### [EXTRAIT DE PAGE]
Hormis cette histoire aux allures d’enquête policière qui fait de Soudain l'été dernier un film mémorable, c'est également à travers ses acteurs qu'il impressionne. Elizabeth Taylor y est non seulement sublime mais surtout complètement hallucinante dans ses nombreuses tirades et rend crédible un jeu du chat et de la souris avec son médecin et ses détracteurs qui pourrait sembler un peu convenu au début du film. En femme torturée par ce qu'elle a subi et l'adversité qui lui fait face, elle parvient tout de même à faire de son personnage cette femme fatale dont tout homme tomberait sous le charme en un clignement d'oeil. Lui faisant écho en mère diablement protectrice, Katharine Hepburn est redoutable en femme glaciale et intransigeante, faible uniquement face à son fils. Le duel générationnel entre les deux femmes est troublant et passionnant, même si on regrettera le côté un peu convenu de son dénouement. Sur des charbons ardents entre les deux tigresses se dresse un toubib qui arrive à trouver le ton juste mais souffre de la prestation de ses deux partenaires, devenant davantage un faire valoir de l'histoire qu'un réel élément moteur .

### [TÂCHE COURTE]
Prolongez la critique de « Soudain l'été dernier » après sa dernière phrase.

Extraits d'un jeu de données sur le pointage d'objets:
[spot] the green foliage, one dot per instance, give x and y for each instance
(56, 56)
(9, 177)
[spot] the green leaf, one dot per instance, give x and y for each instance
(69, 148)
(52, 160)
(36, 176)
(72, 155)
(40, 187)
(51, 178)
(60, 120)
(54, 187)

### [RÉPONSE ATTENDUE]
Mais plus que cette histoire passionnante et ce duel dantesque d’actrices, c’est bien à travers son script que Soudain l’été dernier se révèle être une bobine au punch ravageur. Complètement psychotique, créatif en diable, Mankiewicz aborde dans son film bon nombre de sujets d’ordinaire assez peu traités car labélisé taboo. Ainsi c’est tout le glossaire de la psychanalyse qui est passé au peigne fin et illustré sans retenue. En plus des séquences dans l’asile où l’on assiste carrément à une lobotomie en direct, le réalisateur nous dépeint une famille qui navigue en eaux troubles par un ciel pourtant bien clément. La relation entre Sebastian et sa mère est claire et définie dès le début du film comme limite incestueuse (en tout cas pour la mère) . Elle est d’ailleurs à l’origine de cette chasse aux jeunes éphèbes dont se nourrit le fils poète après que sa mère, tant que sa beauté le lui permet, puis sa cousine reprenant le flambeau, a fait le travail d’approche. Mine de rien, c’est quand même ultra couillu comme approche et ça montre bien que Mankiewicz ne fait pas de compromis, se plaisant par la même à donner son avis sur les sujets qu’il traite. On avait déjà un peu ce sentiment dans La porte s’ouvre qui traitait du racisme, mais là c’est clairement plus bourrin, il enfonce des portes habituellement cachées par un rideau de soie, et c’est assez troublant.
Soudain l’été dernier se révèle donc être une œuvre majeure dans la filmo d’un réalisateur qui n’a pas l’image dans sa poche et sait s’entourer des bonnes personnes pour tirer le meilleur de son histoire. Pour le coup, je sors du film vraiment emballé et, je dois bien l’avouer, encore sous le charme d’Elizabeth Taylor (ça va ptet me motiver pour Cléopatre
) !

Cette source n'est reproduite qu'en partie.